About this task =>
Below are the entries; output exactly the lines from the one containing "Each instance of the bunker's front" through the final line, inclusive.

++++++++++++++++++++

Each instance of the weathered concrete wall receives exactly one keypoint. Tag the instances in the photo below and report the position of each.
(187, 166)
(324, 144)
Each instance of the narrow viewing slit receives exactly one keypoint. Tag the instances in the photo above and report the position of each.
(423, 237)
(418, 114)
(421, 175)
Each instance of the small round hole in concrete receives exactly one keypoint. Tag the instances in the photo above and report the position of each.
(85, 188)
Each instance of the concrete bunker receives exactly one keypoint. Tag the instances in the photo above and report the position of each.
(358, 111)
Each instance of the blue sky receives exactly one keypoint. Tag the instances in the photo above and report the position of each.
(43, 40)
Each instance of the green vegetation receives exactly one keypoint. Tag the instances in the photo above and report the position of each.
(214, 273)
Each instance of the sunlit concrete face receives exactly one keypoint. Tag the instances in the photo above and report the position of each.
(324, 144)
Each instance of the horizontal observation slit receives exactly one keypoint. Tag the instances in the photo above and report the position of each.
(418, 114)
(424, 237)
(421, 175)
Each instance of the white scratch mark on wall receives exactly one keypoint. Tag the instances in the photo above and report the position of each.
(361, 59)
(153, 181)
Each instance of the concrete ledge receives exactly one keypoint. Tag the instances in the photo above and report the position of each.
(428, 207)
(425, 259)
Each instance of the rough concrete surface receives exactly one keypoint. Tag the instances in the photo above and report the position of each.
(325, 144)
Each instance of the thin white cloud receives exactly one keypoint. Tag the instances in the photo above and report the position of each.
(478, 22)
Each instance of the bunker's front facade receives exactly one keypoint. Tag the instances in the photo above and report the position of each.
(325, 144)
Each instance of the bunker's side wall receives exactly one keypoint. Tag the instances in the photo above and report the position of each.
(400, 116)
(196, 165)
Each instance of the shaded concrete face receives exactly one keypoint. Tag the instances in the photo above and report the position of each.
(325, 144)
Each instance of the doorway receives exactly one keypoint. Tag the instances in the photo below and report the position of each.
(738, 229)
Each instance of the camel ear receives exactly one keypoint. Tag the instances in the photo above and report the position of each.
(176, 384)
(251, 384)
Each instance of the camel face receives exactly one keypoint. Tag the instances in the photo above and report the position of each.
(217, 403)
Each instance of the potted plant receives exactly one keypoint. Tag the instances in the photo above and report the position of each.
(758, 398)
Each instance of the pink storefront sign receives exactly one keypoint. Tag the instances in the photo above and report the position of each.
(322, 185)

++++++++++++++++++++

Written answer =>
Each instance of the bunker's front facade receives exactly one keypoint. Tag the instances in the photo above and report the position of each.
(325, 144)
Each instance of the bunker's side wall receives exactly one keypoint. Tag the instances in the photo above and report the position of each.
(400, 116)
(196, 165)
Each instance of the shaded concrete face receives exactly one keypoint. Tag the instances in the photo above and report the position of each.
(325, 144)
Each instance of the doorway receives exactly one keypoint. Tag the instances in the photo below and report the position of each.
(738, 229)
Each instance of the camel ear receives exactly one keypoint. Tag the instances in the photo above and report the position of each.
(176, 384)
(251, 384)
Each instance of the camel face receives exactly one keypoint. Tag the instances in the photo above and report the position of each.
(217, 403)
Each instance of the potted plant receives exactly one keypoint. Tag the instances in the photo above and report the position of each.
(758, 398)
Each instance of the pink storefront sign receives exactly one keypoint. Tag the instances in the photo above and report the position of each.
(322, 185)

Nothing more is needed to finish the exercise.